-- PAGE EXCERPT --
-- Opening Marker --

Californians may not be ready to legalize pot, but they don't think anybody should be going to jail for using it, either. That's what extensive surveys say, according to San Francisco political consultant Bill Zimmerman, and that's why he's running an initiative to give the people what they want.
On Tuesday, the California Secretary of State announced that Zimmerman's "Reduced Marijuana Penalties" initiative may circulate. The initiative limits punishment to a $250 fine or community service for possession, cultivation, sale, or transportation of up to two ounces of marijuana. It retains existing penalties for marijuana offenses on school grounds and for offenses involving sale to a minor, employment of a minor in a criminal marijuana enterprise, and driving under influence of marijuana. It makes property forfeiture laws inapplicable to marijuana offenses involving two ounces or less. It also retains laws regarding marijuana in the workplace, driving under influence, and medical marijuana.
The proponents now have 150 days to circulate petitions for this measure, meaning the signatures must be collected by April 5, 2012.
Zimmerman said his group spent a great deal of time and money on public opinion research polling after Prop 19 and found:
1) "the electorate in California is not ready to legalize marijuana for a variety of reasons," he said.

-- Closing Marker --

Return the portion of the marijuana-penalties article that starts with the words containing "Californians may not" and finishes with "what they want.", copied word for word.

-- INPUT DATA --
-- Opening Marker --

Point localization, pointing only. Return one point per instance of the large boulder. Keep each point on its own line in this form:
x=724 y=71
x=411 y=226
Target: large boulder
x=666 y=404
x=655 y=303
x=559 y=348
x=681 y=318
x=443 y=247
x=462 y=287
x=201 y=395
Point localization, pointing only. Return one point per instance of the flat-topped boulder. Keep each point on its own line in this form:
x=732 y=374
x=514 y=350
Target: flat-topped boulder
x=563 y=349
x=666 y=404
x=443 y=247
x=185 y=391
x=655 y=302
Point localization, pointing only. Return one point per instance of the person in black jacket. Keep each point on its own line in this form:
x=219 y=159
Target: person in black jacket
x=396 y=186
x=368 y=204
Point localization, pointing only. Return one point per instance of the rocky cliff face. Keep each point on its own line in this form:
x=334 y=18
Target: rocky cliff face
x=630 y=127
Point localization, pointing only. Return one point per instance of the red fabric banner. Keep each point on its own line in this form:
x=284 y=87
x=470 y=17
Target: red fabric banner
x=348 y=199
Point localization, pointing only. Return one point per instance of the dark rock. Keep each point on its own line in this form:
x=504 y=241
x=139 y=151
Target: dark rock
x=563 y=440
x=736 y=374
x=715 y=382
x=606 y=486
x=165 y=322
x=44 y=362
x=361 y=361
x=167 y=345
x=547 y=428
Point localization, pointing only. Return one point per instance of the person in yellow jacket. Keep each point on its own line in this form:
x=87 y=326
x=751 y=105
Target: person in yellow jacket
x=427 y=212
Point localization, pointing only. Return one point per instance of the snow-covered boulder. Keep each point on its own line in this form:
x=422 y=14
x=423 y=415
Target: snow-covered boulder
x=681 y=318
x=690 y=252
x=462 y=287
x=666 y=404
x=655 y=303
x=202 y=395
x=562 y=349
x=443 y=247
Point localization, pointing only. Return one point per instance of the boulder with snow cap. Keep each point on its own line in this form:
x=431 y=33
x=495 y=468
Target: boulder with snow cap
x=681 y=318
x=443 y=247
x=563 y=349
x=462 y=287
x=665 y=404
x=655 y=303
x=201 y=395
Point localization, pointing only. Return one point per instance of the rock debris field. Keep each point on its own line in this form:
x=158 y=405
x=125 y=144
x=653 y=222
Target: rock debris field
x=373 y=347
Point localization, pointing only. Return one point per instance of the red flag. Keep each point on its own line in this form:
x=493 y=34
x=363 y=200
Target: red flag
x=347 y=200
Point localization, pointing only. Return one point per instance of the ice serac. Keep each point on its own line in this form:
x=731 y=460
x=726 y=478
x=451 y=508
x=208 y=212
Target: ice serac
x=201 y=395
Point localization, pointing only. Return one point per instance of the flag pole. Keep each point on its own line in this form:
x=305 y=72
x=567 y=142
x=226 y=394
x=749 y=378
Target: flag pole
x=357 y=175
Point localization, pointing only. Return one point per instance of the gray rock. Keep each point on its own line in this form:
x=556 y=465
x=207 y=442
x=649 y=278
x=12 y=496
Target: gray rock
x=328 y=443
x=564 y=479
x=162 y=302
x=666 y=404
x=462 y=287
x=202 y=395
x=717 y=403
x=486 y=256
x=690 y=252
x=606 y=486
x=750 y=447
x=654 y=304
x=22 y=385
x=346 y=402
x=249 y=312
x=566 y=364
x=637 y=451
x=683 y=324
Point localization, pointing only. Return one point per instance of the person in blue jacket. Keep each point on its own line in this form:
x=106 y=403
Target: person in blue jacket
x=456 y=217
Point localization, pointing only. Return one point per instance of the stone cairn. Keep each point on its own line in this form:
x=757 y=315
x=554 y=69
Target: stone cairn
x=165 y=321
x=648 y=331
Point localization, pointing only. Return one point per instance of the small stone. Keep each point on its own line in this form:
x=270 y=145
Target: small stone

-- Closing Marker --

-- ANSWER SPACE --
Californians may not be ready to legalize pot, but they don't think anybody should be going to jail for using it, either. That's what extensive surveys say, according to San Francisco political consultant Bill Zimmerman, and that's why he's running an initiative to give the people what they want.